» Work request: Restate the records underneath, keeping each one exactly the same.

» Supplied records:
---------------
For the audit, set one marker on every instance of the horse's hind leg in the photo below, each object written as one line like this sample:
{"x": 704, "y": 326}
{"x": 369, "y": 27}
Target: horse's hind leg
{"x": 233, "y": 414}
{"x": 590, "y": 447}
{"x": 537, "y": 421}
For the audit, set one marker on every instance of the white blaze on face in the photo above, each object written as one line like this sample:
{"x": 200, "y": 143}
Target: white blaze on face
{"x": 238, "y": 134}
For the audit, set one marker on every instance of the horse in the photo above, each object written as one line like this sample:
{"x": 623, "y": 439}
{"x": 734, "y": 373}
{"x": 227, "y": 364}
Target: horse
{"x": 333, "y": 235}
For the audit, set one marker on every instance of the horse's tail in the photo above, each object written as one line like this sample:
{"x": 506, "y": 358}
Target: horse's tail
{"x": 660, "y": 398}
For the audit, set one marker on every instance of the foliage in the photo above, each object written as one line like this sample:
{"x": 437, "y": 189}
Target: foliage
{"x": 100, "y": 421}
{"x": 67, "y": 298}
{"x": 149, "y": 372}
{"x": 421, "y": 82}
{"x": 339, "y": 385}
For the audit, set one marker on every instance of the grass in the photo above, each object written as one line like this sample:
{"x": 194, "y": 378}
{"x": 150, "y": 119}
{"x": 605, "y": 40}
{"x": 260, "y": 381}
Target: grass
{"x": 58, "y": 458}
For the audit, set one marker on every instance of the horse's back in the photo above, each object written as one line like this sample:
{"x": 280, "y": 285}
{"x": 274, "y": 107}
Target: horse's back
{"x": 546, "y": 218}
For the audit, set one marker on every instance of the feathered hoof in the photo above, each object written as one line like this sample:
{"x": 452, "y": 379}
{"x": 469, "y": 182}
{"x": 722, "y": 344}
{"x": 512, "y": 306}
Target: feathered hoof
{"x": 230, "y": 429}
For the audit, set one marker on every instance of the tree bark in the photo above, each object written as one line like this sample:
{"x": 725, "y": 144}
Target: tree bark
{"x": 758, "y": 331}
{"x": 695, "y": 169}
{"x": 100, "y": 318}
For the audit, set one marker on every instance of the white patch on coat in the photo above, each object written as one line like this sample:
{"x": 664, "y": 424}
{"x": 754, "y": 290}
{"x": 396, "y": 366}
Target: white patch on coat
---------------
» Task solution:
For the audit, set one marker on every instance of the horse's hind leg in the photo below, each object written as one line like this sample:
{"x": 704, "y": 326}
{"x": 369, "y": 27}
Target: horse's hind leg
{"x": 233, "y": 414}
{"x": 590, "y": 447}
{"x": 537, "y": 421}
For the audit, set one marker on every instance of the white blaze on face in the photo above, each object written as one line like this sample:
{"x": 200, "y": 143}
Target: white blaze on face
{"x": 238, "y": 134}
For the audit, set one marker on every instance of the horse in the photo above, each object written as one line like this sample:
{"x": 623, "y": 439}
{"x": 734, "y": 373}
{"x": 227, "y": 364}
Target: horse
{"x": 333, "y": 235}
For the audit, set one marker on every instance of the horse's tail in the photo above, each object written as one line like this sample:
{"x": 506, "y": 358}
Target: horse's tail
{"x": 660, "y": 398}
For the audit, set one marker on every instance of the foliage in the photo above, each object written as one line like this sample:
{"x": 437, "y": 189}
Target: foliage
{"x": 100, "y": 421}
{"x": 67, "y": 298}
{"x": 149, "y": 372}
{"x": 421, "y": 82}
{"x": 339, "y": 385}
For the audit, set one marker on every instance of the grass in the photo above, each object written as one line like this sample:
{"x": 194, "y": 378}
{"x": 150, "y": 119}
{"x": 605, "y": 40}
{"x": 260, "y": 381}
Target: grass
{"x": 58, "y": 458}
For the audit, set one marker on every instance of the horse's back in the photo above, each object written as one line like this sample:
{"x": 280, "y": 285}
{"x": 274, "y": 107}
Target: horse's back
{"x": 546, "y": 218}
For the audit, set one marker on every instance of the feathered hoof in the photo above, each object written as one line like this sample:
{"x": 452, "y": 379}
{"x": 469, "y": 182}
{"x": 722, "y": 344}
{"x": 512, "y": 306}
Target: feathered hoof
{"x": 230, "y": 429}
For the audit, set one marker on every instance of the tree bark in the photo above, each object written as one line like this sample:
{"x": 725, "y": 144}
Target: tree bark
{"x": 758, "y": 331}
{"x": 695, "y": 169}
{"x": 100, "y": 318}
For the audit, set one marker on every instance of the white patch on coat in the photo above, each object written as one line like this sample:
{"x": 664, "y": 424}
{"x": 754, "y": 290}
{"x": 396, "y": 366}
Target: white patch on coat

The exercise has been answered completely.